• WHAT YOU SHOULD DO: Write the next part of the text on pandemic coverage in Tunisia's online space, starting after its final sentence.

December 2019, while people around the world were setting their new decade’s resolutions and governments planning how to better serve their countries, a global pandemic was in its way to create tremendous changes at many levels; economic, social, technological and even geopolitical. 

These changes impacted mainly the health care systems of all countries, from the most developed economies to the least. Tunisia, as distinguished as it is as a country, took also some measures falling under a wider preventive strategy to combat the pandemic. Aligned with the global measures which were recommended by the World Health Organization; these measures have been mainly communicated via media, namely TV channels across the country. However, the actual spread, discussion and debate around these measures were happening within the Tunisian webosphere, especially on Facebook, the social media network that played an essential role in shaping then driving the Arab Spring revolution, triggered in Tunisia back in 2011.

In Tunisia, there are 4.5 thousand content generating sources monitored by WebRadar online serving 7.4 Million content consumers across the country. These content producing sources produced 900 thousand content items (mentions/articles) covering the Coronavirus pandemic from December 1st to March 31st 2020.

• Items stored from a collection:
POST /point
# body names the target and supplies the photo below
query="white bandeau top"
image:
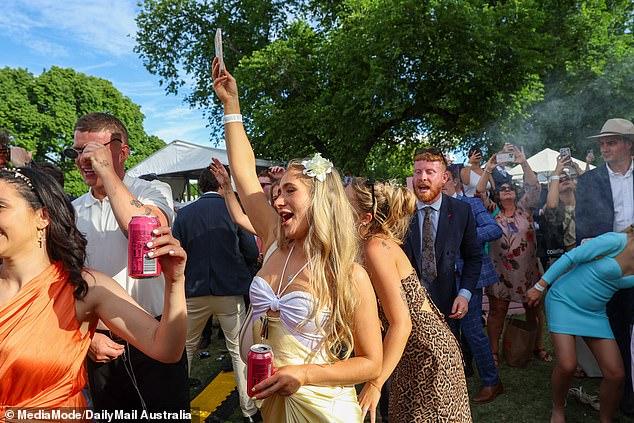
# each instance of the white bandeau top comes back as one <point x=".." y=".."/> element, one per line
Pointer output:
<point x="294" y="308"/>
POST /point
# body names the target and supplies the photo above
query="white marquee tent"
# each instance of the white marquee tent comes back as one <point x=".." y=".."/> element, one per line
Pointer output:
<point x="180" y="161"/>
<point x="543" y="163"/>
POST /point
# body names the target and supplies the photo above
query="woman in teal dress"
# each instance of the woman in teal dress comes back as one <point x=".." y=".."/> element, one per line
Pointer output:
<point x="583" y="281"/>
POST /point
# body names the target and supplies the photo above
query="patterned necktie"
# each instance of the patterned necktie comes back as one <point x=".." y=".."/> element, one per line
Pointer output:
<point x="428" y="254"/>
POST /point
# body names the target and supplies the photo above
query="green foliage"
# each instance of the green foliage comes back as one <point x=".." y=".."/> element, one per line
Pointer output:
<point x="40" y="112"/>
<point x="356" y="77"/>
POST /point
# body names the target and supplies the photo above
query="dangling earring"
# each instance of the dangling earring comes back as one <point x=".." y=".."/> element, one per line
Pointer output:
<point x="41" y="237"/>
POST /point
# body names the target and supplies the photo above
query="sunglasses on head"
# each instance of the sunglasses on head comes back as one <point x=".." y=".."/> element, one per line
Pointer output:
<point x="370" y="182"/>
<point x="73" y="153"/>
<point x="430" y="150"/>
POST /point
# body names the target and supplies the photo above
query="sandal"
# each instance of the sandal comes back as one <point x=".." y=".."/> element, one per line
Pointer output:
<point x="579" y="373"/>
<point x="585" y="398"/>
<point x="543" y="355"/>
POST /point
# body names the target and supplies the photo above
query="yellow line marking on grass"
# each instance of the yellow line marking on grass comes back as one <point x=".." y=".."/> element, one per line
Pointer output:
<point x="213" y="395"/>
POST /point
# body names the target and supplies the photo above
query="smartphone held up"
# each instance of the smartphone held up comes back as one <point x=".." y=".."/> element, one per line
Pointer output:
<point x="219" y="53"/>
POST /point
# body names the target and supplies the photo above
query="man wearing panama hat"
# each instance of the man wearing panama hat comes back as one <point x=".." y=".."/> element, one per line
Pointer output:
<point x="605" y="203"/>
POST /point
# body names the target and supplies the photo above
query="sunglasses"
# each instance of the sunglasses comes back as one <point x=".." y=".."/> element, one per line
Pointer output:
<point x="73" y="153"/>
<point x="370" y="182"/>
<point x="434" y="151"/>
<point x="430" y="150"/>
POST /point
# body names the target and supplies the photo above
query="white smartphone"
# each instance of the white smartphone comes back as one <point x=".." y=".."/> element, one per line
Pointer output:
<point x="502" y="158"/>
<point x="219" y="53"/>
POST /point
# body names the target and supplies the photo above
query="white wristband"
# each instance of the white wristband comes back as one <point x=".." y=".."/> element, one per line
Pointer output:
<point x="231" y="118"/>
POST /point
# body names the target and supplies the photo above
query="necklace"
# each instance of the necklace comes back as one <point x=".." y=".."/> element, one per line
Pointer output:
<point x="290" y="278"/>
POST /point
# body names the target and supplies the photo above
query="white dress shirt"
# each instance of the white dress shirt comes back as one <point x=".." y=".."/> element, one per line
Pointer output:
<point x="107" y="249"/>
<point x="435" y="216"/>
<point x="623" y="198"/>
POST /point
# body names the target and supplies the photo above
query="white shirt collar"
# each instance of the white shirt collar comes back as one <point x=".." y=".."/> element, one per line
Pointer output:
<point x="435" y="205"/>
<point x="628" y="173"/>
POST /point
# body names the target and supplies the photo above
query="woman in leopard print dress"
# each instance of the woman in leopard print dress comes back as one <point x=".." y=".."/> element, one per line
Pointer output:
<point x="420" y="352"/>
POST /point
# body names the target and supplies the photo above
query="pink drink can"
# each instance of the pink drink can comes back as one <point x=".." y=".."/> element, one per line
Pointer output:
<point x="139" y="234"/>
<point x="259" y="366"/>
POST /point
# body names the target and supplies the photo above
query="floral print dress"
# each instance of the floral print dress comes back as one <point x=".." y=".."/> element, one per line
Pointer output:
<point x="515" y="254"/>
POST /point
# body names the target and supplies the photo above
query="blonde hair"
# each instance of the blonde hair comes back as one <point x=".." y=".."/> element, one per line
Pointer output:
<point x="392" y="208"/>
<point x="331" y="247"/>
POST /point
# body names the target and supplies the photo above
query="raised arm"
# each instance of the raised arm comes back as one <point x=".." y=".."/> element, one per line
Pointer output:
<point x="238" y="216"/>
<point x="381" y="265"/>
<point x="481" y="186"/>
<point x="106" y="300"/>
<point x="242" y="160"/>
<point x="530" y="199"/>
<point x="363" y="366"/>
<point x="487" y="228"/>
<point x="552" y="200"/>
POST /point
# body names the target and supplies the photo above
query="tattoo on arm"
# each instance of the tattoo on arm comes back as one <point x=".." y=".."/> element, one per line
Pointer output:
<point x="404" y="297"/>
<point x="136" y="203"/>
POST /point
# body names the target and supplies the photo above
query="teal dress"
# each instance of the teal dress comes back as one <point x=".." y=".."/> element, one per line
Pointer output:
<point x="575" y="304"/>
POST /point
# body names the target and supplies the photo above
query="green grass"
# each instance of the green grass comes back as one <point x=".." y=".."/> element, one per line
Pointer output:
<point x="526" y="397"/>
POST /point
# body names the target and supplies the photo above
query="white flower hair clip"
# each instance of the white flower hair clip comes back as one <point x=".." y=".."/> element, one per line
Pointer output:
<point x="317" y="167"/>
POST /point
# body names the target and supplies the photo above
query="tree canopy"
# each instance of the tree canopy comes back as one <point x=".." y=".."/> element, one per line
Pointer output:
<point x="40" y="112"/>
<point x="362" y="81"/>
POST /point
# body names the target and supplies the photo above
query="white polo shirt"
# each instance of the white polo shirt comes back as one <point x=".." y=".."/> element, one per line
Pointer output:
<point x="623" y="198"/>
<point x="107" y="249"/>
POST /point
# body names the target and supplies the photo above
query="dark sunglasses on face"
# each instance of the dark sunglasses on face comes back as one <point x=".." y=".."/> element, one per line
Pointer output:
<point x="430" y="150"/>
<point x="73" y="153"/>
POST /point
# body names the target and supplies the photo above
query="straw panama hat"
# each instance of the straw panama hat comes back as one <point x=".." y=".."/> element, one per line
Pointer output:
<point x="616" y="127"/>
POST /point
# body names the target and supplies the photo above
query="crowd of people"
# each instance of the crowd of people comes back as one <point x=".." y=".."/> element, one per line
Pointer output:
<point x="351" y="281"/>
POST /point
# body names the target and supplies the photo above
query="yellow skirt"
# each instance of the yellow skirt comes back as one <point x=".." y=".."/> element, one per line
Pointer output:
<point x="309" y="404"/>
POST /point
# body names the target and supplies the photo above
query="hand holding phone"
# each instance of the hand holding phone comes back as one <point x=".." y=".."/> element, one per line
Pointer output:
<point x="219" y="53"/>
<point x="505" y="157"/>
<point x="564" y="154"/>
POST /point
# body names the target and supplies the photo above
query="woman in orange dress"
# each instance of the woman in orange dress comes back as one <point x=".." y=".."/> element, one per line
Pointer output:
<point x="50" y="303"/>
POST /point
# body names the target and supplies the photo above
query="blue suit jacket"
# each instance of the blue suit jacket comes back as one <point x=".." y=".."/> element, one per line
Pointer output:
<point x="220" y="255"/>
<point x="455" y="236"/>
<point x="488" y="230"/>
<point x="594" y="213"/>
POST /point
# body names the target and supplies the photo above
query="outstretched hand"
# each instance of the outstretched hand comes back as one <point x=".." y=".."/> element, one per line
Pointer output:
<point x="220" y="172"/>
<point x="225" y="84"/>
<point x="168" y="249"/>
<point x="285" y="381"/>
<point x="369" y="400"/>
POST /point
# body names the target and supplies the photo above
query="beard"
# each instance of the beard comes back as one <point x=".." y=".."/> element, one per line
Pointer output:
<point x="427" y="197"/>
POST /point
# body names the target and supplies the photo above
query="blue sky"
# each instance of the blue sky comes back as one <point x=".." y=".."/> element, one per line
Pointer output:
<point x="95" y="37"/>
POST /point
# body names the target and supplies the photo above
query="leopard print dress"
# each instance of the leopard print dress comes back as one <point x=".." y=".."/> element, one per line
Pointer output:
<point x="428" y="384"/>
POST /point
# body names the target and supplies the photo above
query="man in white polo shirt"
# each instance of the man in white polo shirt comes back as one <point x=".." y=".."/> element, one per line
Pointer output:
<point x="122" y="377"/>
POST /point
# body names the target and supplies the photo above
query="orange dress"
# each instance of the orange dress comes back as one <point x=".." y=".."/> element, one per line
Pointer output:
<point x="42" y="349"/>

• RESULT OF THIS EXERCISE:
The content generation curve, shaped as shown below, shows three distinguished periods of time;

 

Image 1
To understand more the three periods and how the content produced along with the sentiment associated to it changed over the course of the four previous months, WebRadar run an in-depth sentiment analysis. In fact, once content is collected (mentions and social reactions about them) a classification by sentiment (positive, neutral and negative) is done. After this classification, a Cognitive Behavioral Therapy based analytical approach is run in order to dive into three main pillars of human psychology, the cognition (thoughts), the feelings (emotion) and the act (behaviors). This approach suggests that the human psychology consists of a circular process that starts by thoughts which generate feelings and end up showing as actions fed by the initial thoughts and charged by the generated feelings.

From January 1st till February 9th:

During this period, content was generated to mainly cover international news. With an average share of content of 3%, the Tunisian webosphere generated content about the situation in China mainly and some other countries, already touched back then by the pandemic such as Iran and some Golf countries. Tunisians consumed this content with a neutral sentiment (46%). Although 17% of content consumers were rather optimistic that the Coronavirus wave would pass, 37% showed concern expressing worry while interacting with this content.

The dominant CBT (Cognitive Behavioral Therapy) spiral for this period shows as follows:

Image 2
From February 24th till March 9th:

The share of content covering Covid-19 news escalated from an average of 3% to an average of 20% during this period of time. The Tunisian net started mentioning cases in Tunis, predicting the worst scenarios and hypothesizing general lockdown and other normal-life-threatening measures. This period also showed a shift in sentiment of Tunisian content consumers online. In fact, people were expressing more fear, anxiety and confusion via a negative sentiment of 40% against 48% of neutral sentiment and only 12% positive sentiment expressing mainly optimism and faith in science.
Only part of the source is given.